DATA FOR THIS EXERCISE section start
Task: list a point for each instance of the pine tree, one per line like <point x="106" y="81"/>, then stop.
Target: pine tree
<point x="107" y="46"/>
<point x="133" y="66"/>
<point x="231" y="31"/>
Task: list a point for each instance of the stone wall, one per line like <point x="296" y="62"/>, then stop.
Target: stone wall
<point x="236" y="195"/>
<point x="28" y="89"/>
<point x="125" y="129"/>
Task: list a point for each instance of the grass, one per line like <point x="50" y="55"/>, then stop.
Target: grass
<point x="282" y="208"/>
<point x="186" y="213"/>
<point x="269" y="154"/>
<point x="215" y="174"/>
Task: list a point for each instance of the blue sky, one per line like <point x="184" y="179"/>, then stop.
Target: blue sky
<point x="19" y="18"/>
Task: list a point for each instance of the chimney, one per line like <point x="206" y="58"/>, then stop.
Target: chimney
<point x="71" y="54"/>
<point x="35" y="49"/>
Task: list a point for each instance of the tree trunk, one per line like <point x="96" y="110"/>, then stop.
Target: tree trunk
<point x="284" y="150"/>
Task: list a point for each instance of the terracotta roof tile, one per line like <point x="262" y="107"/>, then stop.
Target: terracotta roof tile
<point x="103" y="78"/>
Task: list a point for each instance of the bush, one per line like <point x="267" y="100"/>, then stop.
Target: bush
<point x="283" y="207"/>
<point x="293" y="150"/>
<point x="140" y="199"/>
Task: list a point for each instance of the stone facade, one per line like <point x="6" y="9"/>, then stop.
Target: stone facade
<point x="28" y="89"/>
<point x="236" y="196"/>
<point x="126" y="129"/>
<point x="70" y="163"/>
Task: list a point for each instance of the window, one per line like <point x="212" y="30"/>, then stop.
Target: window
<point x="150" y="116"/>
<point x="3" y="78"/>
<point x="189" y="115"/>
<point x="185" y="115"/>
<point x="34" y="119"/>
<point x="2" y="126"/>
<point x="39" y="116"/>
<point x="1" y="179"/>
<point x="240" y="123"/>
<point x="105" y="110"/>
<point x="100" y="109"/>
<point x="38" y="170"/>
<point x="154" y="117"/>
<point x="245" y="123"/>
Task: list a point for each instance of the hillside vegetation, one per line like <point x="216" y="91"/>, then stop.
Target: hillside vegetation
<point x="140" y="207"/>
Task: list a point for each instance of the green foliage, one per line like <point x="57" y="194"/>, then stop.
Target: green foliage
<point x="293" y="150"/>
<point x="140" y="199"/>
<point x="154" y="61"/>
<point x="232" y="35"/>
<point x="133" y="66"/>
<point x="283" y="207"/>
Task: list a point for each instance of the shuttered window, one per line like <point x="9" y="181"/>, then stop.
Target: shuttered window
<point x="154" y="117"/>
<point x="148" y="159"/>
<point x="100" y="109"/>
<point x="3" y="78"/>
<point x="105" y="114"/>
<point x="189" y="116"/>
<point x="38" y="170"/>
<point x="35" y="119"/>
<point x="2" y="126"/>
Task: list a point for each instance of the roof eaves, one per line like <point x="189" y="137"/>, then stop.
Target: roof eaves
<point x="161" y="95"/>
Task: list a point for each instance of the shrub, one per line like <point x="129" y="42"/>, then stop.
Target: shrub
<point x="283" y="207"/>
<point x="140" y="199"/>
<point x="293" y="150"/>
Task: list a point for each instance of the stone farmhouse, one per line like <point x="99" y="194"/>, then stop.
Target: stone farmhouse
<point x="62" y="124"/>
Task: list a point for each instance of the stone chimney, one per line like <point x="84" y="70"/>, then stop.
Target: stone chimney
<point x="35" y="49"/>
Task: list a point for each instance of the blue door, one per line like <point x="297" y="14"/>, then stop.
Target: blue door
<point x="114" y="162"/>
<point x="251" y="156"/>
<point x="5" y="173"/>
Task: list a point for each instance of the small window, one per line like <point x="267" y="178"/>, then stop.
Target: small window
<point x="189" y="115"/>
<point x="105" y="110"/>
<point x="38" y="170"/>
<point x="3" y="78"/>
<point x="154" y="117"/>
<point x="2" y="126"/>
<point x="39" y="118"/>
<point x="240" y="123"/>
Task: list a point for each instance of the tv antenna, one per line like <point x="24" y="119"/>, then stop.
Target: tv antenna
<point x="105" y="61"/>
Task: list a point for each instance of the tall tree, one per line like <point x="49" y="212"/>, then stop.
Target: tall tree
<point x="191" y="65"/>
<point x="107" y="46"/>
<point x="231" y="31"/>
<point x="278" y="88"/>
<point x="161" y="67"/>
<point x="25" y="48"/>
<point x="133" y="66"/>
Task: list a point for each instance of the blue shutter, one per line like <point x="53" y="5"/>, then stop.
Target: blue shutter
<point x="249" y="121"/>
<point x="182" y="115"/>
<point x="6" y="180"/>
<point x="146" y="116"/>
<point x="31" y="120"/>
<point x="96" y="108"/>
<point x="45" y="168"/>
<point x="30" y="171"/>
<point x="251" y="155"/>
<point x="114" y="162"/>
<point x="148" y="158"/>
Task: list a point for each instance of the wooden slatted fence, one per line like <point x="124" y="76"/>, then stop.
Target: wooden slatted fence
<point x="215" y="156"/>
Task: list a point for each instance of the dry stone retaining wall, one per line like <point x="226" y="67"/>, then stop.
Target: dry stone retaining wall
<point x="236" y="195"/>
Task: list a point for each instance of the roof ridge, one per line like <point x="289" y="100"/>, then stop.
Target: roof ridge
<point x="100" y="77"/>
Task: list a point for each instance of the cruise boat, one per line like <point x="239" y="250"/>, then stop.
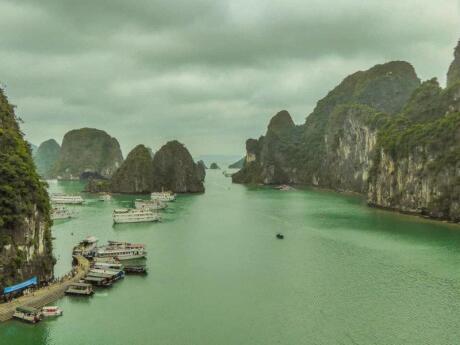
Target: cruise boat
<point x="153" y="205"/>
<point x="114" y="265"/>
<point x="105" y="197"/>
<point x="51" y="311"/>
<point x="59" y="198"/>
<point x="131" y="215"/>
<point x="80" y="289"/>
<point x="121" y="253"/>
<point x="163" y="196"/>
<point x="60" y="212"/>
<point x="114" y="275"/>
<point x="87" y="247"/>
<point x="29" y="314"/>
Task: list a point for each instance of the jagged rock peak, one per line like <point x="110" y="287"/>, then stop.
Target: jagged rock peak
<point x="175" y="170"/>
<point x="46" y="156"/>
<point x="281" y="122"/>
<point x="453" y="75"/>
<point x="88" y="150"/>
<point x="135" y="175"/>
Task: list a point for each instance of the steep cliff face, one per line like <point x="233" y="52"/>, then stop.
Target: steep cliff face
<point x="46" y="156"/>
<point x="88" y="150"/>
<point x="25" y="235"/>
<point x="453" y="75"/>
<point x="201" y="170"/>
<point x="379" y="133"/>
<point x="175" y="170"/>
<point x="305" y="154"/>
<point x="417" y="166"/>
<point x="135" y="175"/>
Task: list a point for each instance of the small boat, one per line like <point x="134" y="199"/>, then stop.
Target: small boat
<point x="60" y="198"/>
<point x="284" y="188"/>
<point x="99" y="281"/>
<point x="105" y="197"/>
<point x="114" y="275"/>
<point x="51" y="311"/>
<point x="86" y="248"/>
<point x="80" y="289"/>
<point x="108" y="265"/>
<point x="131" y="215"/>
<point x="139" y="269"/>
<point x="153" y="205"/>
<point x="29" y="314"/>
<point x="163" y="196"/>
<point x="60" y="212"/>
<point x="121" y="253"/>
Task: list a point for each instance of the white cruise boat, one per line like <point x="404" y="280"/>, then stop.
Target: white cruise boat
<point x="105" y="197"/>
<point x="60" y="212"/>
<point x="121" y="253"/>
<point x="153" y="205"/>
<point x="51" y="311"/>
<point x="66" y="199"/>
<point x="132" y="215"/>
<point x="163" y="196"/>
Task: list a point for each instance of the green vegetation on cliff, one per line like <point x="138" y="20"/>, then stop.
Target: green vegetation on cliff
<point x="46" y="156"/>
<point x="135" y="175"/>
<point x="24" y="205"/>
<point x="88" y="150"/>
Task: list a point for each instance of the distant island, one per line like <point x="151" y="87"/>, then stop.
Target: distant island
<point x="171" y="169"/>
<point x="380" y="133"/>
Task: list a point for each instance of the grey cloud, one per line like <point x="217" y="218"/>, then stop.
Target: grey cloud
<point x="209" y="73"/>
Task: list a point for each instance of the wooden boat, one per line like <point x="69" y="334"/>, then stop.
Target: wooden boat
<point x="51" y="311"/>
<point x="80" y="289"/>
<point x="28" y="314"/>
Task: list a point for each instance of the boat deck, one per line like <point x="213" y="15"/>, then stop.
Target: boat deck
<point x="45" y="295"/>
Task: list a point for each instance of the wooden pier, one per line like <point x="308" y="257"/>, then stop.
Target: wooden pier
<point x="45" y="295"/>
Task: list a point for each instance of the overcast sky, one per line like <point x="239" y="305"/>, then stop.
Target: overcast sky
<point x="209" y="73"/>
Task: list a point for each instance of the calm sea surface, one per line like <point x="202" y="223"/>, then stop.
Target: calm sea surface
<point x="344" y="274"/>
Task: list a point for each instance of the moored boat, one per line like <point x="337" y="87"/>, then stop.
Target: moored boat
<point x="163" y="196"/>
<point x="153" y="205"/>
<point x="28" y="314"/>
<point x="130" y="215"/>
<point x="59" y="198"/>
<point x="52" y="311"/>
<point x="121" y="253"/>
<point x="80" y="289"/>
<point x="105" y="197"/>
<point x="60" y="212"/>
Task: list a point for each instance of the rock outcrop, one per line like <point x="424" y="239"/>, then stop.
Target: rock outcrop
<point x="135" y="175"/>
<point x="201" y="170"/>
<point x="88" y="150"/>
<point x="237" y="165"/>
<point x="171" y="169"/>
<point x="25" y="235"/>
<point x="45" y="158"/>
<point x="175" y="170"/>
<point x="453" y="75"/>
<point x="379" y="133"/>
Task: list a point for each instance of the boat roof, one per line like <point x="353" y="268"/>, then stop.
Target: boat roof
<point x="25" y="309"/>
<point x="80" y="285"/>
<point x="95" y="279"/>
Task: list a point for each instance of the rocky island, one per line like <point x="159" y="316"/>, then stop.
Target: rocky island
<point x="45" y="158"/>
<point x="381" y="133"/>
<point x="171" y="169"/>
<point x="25" y="235"/>
<point x="88" y="152"/>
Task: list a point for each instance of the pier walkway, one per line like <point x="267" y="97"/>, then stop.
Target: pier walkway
<point x="45" y="295"/>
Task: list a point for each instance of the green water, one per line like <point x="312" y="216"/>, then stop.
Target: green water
<point x="345" y="274"/>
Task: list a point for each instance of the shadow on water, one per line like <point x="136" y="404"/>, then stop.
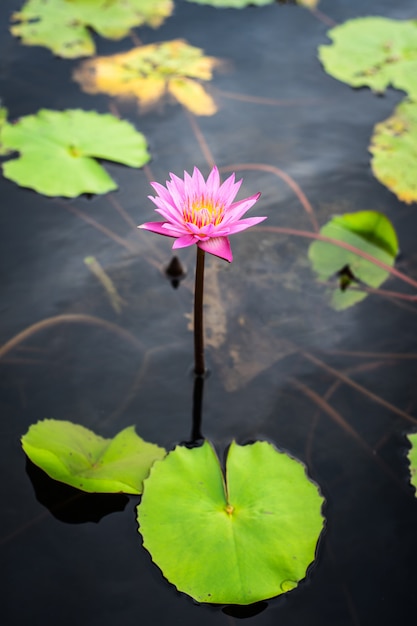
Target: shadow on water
<point x="335" y="389"/>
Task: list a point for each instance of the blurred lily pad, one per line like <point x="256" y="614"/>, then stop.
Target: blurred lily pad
<point x="233" y="540"/>
<point x="57" y="150"/>
<point x="78" y="457"/>
<point x="63" y="25"/>
<point x="148" y="73"/>
<point x="233" y="4"/>
<point x="369" y="231"/>
<point x="412" y="457"/>
<point x="394" y="149"/>
<point x="3" y="121"/>
<point x="375" y="52"/>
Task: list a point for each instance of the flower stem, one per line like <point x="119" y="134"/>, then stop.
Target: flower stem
<point x="199" y="367"/>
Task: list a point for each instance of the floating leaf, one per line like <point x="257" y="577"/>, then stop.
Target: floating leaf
<point x="3" y="121"/>
<point x="237" y="540"/>
<point x="57" y="150"/>
<point x="412" y="457"/>
<point x="309" y="4"/>
<point x="78" y="457"/>
<point x="368" y="231"/>
<point x="394" y="149"/>
<point x="149" y="72"/>
<point x="63" y="25"/>
<point x="374" y="52"/>
<point x="233" y="4"/>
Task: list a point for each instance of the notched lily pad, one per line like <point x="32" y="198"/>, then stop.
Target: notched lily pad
<point x="369" y="231"/>
<point x="58" y="150"/>
<point x="148" y="73"/>
<point x="76" y="456"/>
<point x="234" y="540"/>
<point x="375" y="52"/>
<point x="394" y="149"/>
<point x="63" y="25"/>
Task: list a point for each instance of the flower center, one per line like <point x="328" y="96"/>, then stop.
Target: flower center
<point x="203" y="211"/>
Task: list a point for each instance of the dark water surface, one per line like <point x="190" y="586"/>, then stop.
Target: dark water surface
<point x="276" y="349"/>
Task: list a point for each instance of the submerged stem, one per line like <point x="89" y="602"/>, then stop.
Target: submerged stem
<point x="199" y="367"/>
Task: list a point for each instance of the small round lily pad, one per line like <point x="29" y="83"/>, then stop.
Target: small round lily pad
<point x="234" y="540"/>
<point x="76" y="456"/>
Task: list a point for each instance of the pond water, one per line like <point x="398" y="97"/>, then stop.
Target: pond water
<point x="336" y="389"/>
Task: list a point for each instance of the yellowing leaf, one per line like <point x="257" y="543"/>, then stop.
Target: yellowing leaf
<point x="394" y="149"/>
<point x="63" y="25"/>
<point x="147" y="73"/>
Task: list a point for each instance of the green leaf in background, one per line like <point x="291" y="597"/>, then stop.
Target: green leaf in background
<point x="237" y="540"/>
<point x="375" y="52"/>
<point x="57" y="150"/>
<point x="148" y="73"/>
<point x="394" y="149"/>
<point x="3" y="121"/>
<point x="412" y="457"/>
<point x="370" y="232"/>
<point x="78" y="457"/>
<point x="240" y="4"/>
<point x="63" y="25"/>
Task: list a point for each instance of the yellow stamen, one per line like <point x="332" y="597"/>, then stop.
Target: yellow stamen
<point x="202" y="212"/>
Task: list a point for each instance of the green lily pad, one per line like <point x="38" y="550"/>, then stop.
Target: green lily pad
<point x="370" y="232"/>
<point x="237" y="540"/>
<point x="232" y="4"/>
<point x="57" y="150"/>
<point x="78" y="457"/>
<point x="63" y="25"/>
<point x="412" y="457"/>
<point x="375" y="52"/>
<point x="3" y="121"/>
<point x="394" y="149"/>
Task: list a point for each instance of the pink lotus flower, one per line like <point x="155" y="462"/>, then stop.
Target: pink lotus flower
<point x="201" y="212"/>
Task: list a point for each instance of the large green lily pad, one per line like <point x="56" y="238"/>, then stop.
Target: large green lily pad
<point x="57" y="150"/>
<point x="394" y="149"/>
<point x="237" y="540"/>
<point x="369" y="231"/>
<point x="63" y="25"/>
<point x="375" y="52"/>
<point x="76" y="456"/>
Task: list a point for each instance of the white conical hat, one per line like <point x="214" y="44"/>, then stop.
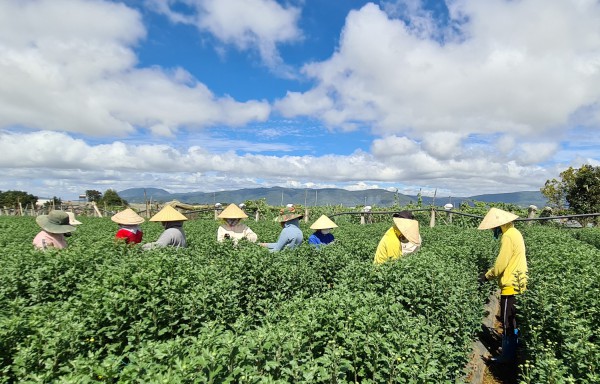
DATA FOR THIS EXERCISE section end
AIM OF THE TASK: All that is needed is the exact run of lines above from the line containing "Task: list a point for each instance of the distant" through the line containing "Task: list a point for each instance of the rocky", both of them included.

TASK RESULT:
Task: list a point for each instance of the distant island, one per line like <point x="151" y="87"/>, then stop.
Target: distant island
<point x="171" y="169"/>
<point x="380" y="133"/>
Task: list a point for each instance of the grey cloud, one per line like <point x="217" y="218"/>, then stop.
Target: grey cloud
<point x="209" y="73"/>
Task: list a point for each instance of the wooden boat, one per line like <point x="69" y="334"/>, then stop.
Target: wooden boat
<point x="51" y="311"/>
<point x="80" y="289"/>
<point x="28" y="314"/>
Task: list a point for each instance of the boat deck, one per line like <point x="213" y="15"/>, then stop.
Target: boat deck
<point x="45" y="295"/>
Task: list a point for each instance of the wooden pier, one per line like <point x="308" y="257"/>, then stop.
Target: wooden pier
<point x="45" y="295"/>
Task: list a point for each instance of the overcast sky, one per line like <point x="239" y="305"/>, then stop.
Target: overcast sky
<point x="209" y="73"/>
Task: list a point for each instance of the calm sea surface, one per line like <point x="202" y="223"/>, then stop.
Target: calm sea surface
<point x="344" y="274"/>
Task: list a point for each instance of the moored boat, one per line like <point x="337" y="87"/>, then stop.
Target: moored boat
<point x="163" y="196"/>
<point x="153" y="205"/>
<point x="28" y="314"/>
<point x="130" y="215"/>
<point x="59" y="198"/>
<point x="52" y="311"/>
<point x="121" y="253"/>
<point x="80" y="289"/>
<point x="105" y="197"/>
<point x="60" y="212"/>
Task: list a point for each instance of the rock outcrop, one per line like <point x="424" y="239"/>, then stop.
Target: rock outcrop
<point x="135" y="175"/>
<point x="201" y="170"/>
<point x="88" y="150"/>
<point x="237" y="165"/>
<point x="171" y="169"/>
<point x="25" y="235"/>
<point x="45" y="158"/>
<point x="175" y="170"/>
<point x="453" y="75"/>
<point x="379" y="133"/>
Task: list a point for each instance of the boat roof, one per line like <point x="353" y="268"/>, then stop.
Target: boat roof
<point x="25" y="309"/>
<point x="80" y="285"/>
<point x="95" y="279"/>
Task: list a point for each instance of the rocky island, one per line like <point x="159" y="316"/>, then stop.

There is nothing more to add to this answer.